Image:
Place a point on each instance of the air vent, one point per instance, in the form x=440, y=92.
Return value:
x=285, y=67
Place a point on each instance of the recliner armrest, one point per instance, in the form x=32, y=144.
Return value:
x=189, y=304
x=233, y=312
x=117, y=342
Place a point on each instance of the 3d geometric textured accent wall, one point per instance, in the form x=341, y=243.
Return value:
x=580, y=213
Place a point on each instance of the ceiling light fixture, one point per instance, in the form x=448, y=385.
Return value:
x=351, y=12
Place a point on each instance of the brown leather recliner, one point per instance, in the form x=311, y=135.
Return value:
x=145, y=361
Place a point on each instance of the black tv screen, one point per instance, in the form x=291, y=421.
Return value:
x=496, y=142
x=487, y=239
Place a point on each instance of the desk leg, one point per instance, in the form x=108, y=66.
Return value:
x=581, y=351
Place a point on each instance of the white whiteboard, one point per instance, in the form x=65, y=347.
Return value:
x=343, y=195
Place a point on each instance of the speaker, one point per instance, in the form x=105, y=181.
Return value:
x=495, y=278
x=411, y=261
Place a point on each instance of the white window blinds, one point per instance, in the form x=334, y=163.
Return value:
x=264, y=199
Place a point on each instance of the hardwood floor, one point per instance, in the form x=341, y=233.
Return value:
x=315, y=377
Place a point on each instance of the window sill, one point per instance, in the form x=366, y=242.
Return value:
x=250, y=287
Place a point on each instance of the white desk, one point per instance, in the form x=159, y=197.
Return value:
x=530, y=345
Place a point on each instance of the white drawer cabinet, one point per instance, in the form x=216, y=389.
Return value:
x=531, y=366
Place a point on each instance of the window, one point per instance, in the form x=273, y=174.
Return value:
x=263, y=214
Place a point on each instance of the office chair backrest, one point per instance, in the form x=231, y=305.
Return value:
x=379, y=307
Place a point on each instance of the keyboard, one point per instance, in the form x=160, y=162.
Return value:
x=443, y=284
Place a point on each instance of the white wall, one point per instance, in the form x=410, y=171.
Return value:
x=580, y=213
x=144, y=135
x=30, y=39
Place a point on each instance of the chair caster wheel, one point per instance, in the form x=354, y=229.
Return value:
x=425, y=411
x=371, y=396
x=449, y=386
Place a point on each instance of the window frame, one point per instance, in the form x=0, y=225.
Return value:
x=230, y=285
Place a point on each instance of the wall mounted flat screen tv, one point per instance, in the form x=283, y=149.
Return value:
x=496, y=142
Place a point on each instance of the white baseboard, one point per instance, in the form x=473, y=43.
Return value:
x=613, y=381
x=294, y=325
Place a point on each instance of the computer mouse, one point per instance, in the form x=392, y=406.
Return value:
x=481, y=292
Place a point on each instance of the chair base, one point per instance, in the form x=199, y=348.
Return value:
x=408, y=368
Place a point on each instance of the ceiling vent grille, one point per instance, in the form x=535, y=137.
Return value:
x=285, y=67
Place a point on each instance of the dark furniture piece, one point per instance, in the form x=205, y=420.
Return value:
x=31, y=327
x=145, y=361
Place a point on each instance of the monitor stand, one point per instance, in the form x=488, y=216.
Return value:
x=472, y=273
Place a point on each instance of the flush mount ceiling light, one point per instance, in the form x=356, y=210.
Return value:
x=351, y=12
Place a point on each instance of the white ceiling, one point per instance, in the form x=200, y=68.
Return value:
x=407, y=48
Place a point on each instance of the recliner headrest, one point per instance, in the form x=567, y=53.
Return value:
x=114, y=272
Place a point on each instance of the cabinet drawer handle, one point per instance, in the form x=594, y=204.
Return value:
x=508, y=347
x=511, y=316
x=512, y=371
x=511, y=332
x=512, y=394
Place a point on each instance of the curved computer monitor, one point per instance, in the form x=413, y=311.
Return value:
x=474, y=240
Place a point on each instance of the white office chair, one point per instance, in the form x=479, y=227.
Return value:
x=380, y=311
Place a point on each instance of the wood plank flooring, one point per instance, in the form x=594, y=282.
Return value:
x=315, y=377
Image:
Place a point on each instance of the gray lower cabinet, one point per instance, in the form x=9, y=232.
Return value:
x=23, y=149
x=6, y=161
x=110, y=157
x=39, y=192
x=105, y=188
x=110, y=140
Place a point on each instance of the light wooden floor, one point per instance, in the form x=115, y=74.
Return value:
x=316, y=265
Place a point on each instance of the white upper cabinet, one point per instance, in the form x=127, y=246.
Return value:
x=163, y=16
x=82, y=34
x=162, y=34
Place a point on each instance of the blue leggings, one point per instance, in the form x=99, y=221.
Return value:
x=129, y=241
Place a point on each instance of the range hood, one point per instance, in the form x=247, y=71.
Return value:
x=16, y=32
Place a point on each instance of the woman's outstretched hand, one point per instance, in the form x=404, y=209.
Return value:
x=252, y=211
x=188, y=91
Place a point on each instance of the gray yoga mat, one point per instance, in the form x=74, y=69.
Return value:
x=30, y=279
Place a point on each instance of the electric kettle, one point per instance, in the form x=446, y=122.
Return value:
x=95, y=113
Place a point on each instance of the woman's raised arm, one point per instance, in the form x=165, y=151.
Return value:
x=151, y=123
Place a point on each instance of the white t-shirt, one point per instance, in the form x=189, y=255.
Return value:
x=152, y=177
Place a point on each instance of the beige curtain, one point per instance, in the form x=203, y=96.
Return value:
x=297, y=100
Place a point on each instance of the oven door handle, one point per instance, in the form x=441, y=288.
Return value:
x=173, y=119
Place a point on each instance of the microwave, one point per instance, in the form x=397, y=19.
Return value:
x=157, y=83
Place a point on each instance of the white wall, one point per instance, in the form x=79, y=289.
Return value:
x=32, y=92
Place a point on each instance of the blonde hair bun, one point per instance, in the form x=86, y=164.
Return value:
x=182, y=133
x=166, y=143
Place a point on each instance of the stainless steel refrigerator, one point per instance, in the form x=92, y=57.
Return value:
━━━━━━━━━━━━━━━━━━━━
■ **Work required**
From the entries above, list each line with "office" in it.

■ **Written response**
Place a point on each instance of the office chair backrest, one point per instance, in the form x=231, y=305.
Place a point on each instance of the white office chair, one point per instance, in the form x=479, y=227.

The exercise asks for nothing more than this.